* [任务目标]:
只看从含有“Where can you see the green”的那一行，一直到含有“Where can you see the white”的那一行（两头都算），把这一段记录连同提问全部重写一遍，其中答案坐标整体平移，每个数都加上41。

* [给出的记录]:
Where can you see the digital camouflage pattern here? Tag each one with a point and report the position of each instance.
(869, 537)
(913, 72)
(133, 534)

---

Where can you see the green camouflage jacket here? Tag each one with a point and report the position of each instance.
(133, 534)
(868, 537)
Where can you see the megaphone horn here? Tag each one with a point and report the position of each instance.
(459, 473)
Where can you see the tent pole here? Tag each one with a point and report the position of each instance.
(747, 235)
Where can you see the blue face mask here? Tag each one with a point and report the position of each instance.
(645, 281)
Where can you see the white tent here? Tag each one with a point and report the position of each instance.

* [练习答案]:
Where can you see the green camouflage jacket here? Tag each one with a point and report the position of each instance.
(174, 575)
(909, 578)
Where can you see the megaphone horn here? Tag each one with a point and report the position of each instance.
(500, 514)
Where can you see the tent pole here? Tag each one with a point and report the position of each instance.
(788, 276)
Where can you see the blue face mask here? Tag each one with a point and report the position of each instance.
(686, 322)
Where can you see the white tent here? Tag each one with a point and report the position of each instance.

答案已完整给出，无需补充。